## Requirement
For each line in the material below that holds "tree", copy that line.

## Dataset excerpts
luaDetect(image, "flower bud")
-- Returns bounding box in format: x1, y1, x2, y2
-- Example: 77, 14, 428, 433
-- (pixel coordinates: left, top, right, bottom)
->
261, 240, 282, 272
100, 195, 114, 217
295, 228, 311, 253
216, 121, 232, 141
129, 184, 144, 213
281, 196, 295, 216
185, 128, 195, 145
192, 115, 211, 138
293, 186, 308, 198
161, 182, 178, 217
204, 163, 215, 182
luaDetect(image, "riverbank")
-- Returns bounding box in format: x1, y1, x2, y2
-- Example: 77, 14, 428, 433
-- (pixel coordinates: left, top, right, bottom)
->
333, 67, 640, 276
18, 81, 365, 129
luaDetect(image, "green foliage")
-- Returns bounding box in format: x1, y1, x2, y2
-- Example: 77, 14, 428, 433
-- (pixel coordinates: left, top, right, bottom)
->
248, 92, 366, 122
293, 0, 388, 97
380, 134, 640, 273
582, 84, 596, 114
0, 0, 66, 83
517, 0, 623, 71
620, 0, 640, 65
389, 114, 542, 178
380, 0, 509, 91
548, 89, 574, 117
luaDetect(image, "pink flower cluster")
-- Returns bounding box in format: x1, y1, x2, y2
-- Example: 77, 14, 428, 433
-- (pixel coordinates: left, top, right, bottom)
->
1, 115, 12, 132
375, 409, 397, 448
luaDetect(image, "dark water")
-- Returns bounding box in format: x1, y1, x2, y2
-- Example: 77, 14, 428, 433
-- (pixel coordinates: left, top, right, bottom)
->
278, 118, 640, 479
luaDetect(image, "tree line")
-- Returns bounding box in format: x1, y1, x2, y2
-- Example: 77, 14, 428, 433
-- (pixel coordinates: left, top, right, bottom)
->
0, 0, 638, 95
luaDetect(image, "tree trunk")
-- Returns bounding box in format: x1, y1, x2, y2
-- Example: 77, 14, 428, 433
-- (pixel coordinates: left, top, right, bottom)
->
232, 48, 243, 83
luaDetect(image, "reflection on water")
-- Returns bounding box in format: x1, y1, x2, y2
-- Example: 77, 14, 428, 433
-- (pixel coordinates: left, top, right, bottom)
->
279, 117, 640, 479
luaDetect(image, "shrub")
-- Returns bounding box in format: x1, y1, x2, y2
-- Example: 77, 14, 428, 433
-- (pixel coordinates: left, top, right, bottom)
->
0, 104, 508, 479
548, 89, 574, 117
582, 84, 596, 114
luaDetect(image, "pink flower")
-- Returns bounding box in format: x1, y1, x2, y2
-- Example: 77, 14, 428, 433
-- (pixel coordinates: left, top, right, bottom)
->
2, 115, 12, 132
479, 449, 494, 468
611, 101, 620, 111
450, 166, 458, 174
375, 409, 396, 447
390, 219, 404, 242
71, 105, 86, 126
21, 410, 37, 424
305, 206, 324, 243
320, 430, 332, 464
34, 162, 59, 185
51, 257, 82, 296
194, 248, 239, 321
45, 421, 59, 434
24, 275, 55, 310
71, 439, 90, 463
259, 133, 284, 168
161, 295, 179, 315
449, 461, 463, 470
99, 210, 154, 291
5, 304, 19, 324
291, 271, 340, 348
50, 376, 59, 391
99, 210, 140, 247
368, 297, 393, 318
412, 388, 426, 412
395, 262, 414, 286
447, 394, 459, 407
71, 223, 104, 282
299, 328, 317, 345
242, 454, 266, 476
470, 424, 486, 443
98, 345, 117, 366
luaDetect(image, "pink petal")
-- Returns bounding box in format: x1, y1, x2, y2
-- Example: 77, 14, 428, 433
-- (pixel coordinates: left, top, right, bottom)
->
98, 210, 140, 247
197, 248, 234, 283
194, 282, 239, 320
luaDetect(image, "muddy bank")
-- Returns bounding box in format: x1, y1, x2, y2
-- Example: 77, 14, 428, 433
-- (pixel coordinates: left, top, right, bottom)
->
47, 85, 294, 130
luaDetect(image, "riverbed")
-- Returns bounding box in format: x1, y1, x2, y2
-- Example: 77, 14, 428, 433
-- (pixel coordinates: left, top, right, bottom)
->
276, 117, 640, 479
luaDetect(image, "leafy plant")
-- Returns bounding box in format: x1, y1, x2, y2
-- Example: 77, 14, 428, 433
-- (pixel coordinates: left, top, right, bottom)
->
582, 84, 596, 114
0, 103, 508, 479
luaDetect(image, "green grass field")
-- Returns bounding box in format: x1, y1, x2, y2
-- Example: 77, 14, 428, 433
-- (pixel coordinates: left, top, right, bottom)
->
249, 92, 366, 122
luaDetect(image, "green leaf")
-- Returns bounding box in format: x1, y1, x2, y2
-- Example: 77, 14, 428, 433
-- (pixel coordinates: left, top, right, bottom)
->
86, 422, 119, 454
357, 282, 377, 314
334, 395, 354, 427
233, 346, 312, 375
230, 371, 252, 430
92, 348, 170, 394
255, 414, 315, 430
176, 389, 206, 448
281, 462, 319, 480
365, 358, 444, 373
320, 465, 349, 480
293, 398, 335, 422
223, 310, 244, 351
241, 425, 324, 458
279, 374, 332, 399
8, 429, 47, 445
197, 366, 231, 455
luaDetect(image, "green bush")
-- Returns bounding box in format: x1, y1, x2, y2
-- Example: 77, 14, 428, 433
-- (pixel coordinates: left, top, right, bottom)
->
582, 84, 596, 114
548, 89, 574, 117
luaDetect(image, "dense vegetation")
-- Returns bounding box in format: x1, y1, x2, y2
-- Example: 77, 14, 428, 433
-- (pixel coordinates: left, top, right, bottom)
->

## Response to the task
luaDetect(image, "tree line")
luaDetect(image, "tree trunk")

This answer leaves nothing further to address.